## What you should do
Scan the listing below for "blue", then report every line that has it.
*** Provided information Section Begins ***
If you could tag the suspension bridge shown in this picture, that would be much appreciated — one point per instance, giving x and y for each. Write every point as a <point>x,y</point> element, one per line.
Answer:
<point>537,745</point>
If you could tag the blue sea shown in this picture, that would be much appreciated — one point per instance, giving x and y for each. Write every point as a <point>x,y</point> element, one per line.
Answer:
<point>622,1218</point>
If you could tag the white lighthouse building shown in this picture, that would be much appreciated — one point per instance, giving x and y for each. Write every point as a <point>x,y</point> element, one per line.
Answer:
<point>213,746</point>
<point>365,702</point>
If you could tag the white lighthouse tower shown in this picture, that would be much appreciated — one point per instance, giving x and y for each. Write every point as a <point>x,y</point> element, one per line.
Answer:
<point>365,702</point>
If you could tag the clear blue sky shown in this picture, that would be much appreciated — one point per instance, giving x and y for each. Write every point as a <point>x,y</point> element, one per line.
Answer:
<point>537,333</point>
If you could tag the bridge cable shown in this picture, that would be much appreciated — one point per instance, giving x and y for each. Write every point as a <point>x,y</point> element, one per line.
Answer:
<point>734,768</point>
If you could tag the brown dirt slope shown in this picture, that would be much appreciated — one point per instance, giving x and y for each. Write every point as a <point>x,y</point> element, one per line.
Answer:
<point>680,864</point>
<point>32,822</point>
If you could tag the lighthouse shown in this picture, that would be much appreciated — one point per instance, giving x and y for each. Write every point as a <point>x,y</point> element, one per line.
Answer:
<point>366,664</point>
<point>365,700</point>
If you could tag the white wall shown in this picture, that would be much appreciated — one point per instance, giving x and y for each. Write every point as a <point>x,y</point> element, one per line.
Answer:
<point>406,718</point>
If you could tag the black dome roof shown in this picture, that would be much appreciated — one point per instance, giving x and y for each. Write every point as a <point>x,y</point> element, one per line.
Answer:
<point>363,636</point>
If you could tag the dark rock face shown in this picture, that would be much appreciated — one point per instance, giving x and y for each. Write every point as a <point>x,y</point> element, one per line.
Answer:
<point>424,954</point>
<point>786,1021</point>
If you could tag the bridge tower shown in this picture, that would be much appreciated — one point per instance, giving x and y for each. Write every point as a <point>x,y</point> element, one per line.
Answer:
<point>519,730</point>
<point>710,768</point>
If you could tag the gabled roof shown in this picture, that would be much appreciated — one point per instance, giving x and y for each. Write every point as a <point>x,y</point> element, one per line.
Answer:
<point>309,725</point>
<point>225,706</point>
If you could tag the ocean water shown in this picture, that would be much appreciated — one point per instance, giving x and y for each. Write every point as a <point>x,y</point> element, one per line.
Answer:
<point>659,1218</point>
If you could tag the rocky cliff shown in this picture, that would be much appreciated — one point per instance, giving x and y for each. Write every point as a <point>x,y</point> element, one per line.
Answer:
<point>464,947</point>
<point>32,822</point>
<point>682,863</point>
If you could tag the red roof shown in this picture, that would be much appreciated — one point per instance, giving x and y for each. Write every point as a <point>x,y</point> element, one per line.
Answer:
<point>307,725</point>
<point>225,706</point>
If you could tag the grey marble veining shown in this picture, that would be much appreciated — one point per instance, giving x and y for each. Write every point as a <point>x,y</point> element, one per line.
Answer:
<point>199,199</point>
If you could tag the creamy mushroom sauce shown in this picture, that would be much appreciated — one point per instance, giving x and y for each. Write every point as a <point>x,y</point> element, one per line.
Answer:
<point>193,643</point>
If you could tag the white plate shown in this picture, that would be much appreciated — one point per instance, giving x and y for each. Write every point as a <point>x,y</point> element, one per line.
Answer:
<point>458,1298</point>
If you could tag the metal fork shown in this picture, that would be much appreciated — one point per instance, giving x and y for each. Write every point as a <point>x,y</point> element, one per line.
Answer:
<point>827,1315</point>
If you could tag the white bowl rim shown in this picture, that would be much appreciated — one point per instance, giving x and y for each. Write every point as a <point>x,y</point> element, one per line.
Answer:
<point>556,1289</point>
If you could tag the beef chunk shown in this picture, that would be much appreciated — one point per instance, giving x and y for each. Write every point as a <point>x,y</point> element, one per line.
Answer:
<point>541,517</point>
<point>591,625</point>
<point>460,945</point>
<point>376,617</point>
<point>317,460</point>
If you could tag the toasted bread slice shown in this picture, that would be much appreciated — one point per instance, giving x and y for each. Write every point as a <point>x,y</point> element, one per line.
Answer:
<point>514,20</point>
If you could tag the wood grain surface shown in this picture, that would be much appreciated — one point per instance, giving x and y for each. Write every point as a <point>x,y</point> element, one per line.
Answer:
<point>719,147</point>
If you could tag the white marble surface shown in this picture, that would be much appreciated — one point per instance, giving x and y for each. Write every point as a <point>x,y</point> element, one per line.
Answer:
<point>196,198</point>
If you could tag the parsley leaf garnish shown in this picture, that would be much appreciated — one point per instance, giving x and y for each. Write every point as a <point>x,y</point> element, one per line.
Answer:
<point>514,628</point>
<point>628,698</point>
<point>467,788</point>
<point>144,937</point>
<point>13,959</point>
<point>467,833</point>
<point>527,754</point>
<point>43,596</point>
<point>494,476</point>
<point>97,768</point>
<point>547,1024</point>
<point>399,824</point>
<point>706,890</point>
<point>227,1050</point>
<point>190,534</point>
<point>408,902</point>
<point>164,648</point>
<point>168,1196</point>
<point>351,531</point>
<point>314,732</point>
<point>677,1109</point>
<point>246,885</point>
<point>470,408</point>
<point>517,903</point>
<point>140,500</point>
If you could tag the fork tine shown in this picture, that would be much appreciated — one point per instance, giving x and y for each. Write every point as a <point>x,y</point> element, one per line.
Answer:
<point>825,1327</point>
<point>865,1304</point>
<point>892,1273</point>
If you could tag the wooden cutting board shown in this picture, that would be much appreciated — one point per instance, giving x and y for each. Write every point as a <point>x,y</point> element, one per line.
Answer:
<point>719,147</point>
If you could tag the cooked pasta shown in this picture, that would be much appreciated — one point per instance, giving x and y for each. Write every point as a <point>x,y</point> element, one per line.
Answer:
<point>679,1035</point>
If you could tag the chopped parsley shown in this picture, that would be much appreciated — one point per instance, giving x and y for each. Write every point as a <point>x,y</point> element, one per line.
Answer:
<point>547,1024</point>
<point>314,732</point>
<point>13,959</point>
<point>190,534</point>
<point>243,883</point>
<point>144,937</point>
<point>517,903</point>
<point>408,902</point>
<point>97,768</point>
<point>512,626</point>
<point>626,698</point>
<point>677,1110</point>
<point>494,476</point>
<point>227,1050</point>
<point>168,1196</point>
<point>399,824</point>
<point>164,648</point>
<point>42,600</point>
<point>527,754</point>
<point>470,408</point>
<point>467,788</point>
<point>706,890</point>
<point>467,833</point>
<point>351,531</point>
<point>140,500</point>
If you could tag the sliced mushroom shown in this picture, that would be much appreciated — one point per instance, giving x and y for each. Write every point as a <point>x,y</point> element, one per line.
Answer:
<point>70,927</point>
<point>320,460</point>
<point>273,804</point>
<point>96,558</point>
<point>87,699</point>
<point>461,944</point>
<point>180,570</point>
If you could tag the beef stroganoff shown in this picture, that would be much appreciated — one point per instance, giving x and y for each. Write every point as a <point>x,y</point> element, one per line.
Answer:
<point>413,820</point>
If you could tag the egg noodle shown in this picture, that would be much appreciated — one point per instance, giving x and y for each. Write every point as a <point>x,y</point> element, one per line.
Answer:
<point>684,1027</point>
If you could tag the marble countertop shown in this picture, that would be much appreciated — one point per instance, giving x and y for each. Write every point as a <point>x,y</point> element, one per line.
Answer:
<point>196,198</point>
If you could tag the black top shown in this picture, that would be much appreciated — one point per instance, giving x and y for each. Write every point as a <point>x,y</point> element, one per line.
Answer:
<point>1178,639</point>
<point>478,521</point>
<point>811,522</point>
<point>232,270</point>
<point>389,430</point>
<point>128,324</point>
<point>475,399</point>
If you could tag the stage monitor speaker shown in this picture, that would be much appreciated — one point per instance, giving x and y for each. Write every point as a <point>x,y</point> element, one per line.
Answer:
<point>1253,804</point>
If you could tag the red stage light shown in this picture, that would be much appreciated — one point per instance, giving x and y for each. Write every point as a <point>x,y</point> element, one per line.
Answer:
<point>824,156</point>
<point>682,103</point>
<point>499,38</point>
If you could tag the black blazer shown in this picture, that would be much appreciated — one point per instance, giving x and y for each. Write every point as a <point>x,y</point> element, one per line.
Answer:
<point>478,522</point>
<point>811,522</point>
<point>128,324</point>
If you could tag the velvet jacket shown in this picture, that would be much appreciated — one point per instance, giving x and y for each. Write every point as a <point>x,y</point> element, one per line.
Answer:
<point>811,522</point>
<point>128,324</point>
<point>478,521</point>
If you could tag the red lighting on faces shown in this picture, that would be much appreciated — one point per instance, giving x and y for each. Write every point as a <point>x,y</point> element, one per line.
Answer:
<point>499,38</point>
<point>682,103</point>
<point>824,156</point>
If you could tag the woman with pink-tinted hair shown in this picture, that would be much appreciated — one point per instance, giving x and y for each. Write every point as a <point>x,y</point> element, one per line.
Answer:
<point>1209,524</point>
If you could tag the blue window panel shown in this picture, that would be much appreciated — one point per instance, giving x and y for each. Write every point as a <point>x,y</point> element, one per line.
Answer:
*** Provided information Section Ends ***
## Response
If you could tag the blue sea shown in this picture, that would be much appreciated — one point per instance, giving x and y for each. Write every point as a <point>x,y</point> element, one per line.
If you could tag the clear blue sky shown in this picture, that would be much appreciated — one point per instance, giving x and y for each. Write every point as a <point>x,y</point> element, one per line.
If you could tag the blue window panel shown in this picture, that would be much appreciated — one point per instance, giving x and y for each. Write every point as a <point>x,y</point> element, one per line.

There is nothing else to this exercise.